PROMPT:
Copy the records again, requests included, starting at the beginning and ending at the line that contains "(1305, 311)", with both ends included. In the answers, scale every point coordinate by 1.95 and round to a whole number, with halves rounded up.

START AVAILABLE DATA

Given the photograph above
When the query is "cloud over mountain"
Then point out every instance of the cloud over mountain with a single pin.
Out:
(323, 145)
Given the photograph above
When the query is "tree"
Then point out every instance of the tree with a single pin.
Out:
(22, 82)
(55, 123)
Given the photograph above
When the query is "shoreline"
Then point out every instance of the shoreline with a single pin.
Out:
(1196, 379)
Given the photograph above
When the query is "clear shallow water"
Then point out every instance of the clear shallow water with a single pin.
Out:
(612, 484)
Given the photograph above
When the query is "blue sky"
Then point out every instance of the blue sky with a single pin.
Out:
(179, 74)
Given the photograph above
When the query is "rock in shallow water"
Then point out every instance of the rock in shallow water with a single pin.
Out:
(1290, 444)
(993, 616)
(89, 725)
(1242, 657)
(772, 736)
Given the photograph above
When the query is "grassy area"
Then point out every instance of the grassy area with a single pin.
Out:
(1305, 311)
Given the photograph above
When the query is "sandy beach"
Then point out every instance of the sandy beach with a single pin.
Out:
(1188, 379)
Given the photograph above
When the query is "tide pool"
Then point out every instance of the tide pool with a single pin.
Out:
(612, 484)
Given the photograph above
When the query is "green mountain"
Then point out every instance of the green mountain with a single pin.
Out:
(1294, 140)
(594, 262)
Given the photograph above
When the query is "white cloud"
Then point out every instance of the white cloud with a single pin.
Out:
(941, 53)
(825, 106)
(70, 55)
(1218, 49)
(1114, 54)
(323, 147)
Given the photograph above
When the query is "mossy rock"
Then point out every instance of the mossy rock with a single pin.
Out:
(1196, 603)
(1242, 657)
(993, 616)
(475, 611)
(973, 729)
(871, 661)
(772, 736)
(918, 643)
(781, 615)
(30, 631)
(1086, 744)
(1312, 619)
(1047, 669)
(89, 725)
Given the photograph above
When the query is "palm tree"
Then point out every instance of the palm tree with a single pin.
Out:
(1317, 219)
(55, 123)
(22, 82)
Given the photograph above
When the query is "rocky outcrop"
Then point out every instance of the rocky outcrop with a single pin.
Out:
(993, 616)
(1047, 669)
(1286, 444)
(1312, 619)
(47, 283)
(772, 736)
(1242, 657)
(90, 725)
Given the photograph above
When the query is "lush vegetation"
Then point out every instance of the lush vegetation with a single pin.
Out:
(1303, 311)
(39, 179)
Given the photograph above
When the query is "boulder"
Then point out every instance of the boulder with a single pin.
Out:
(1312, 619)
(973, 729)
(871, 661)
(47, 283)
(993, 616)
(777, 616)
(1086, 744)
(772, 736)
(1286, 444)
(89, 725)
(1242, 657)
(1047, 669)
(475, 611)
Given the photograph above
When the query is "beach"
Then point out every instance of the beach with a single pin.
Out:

END AVAILABLE DATA

COMPLETE OUTPUT:
Given the photograph above
When the query is "cloud over mountain"
Then point out every instance of the cloud over mountain with a single pin.
Out:
(630, 283)
Given the photograph above
When the query is "tree"
Then point out every instance of the tree with a single pin.
Out:
(43, 160)
(107, 240)
Given the photograph above
When the query is "shoreline"
Then point out every instance of the shoreline with a single pin.
Out:
(2332, 739)
Given the photograph above
When the query is "clear shallow water"
Then point out every instance of the clear shallow water with a single pin.
Out:
(1193, 944)
Given the photograph above
When the query is "blue sky"
Then point out every instance of the blue sky with a single pin.
Out:
(349, 144)
Given the photograph above
When the query is "rock in shallow water"
Then point out every instance of the rock in shallow water with a single pin.
Out:
(2516, 866)
(1936, 1201)
(174, 1414)
(2422, 1281)
(1505, 1435)
Given the photograph above
When the query is "grassy area"
Then point out every instance of the grassy area with a single pin.
Out:
(2545, 606)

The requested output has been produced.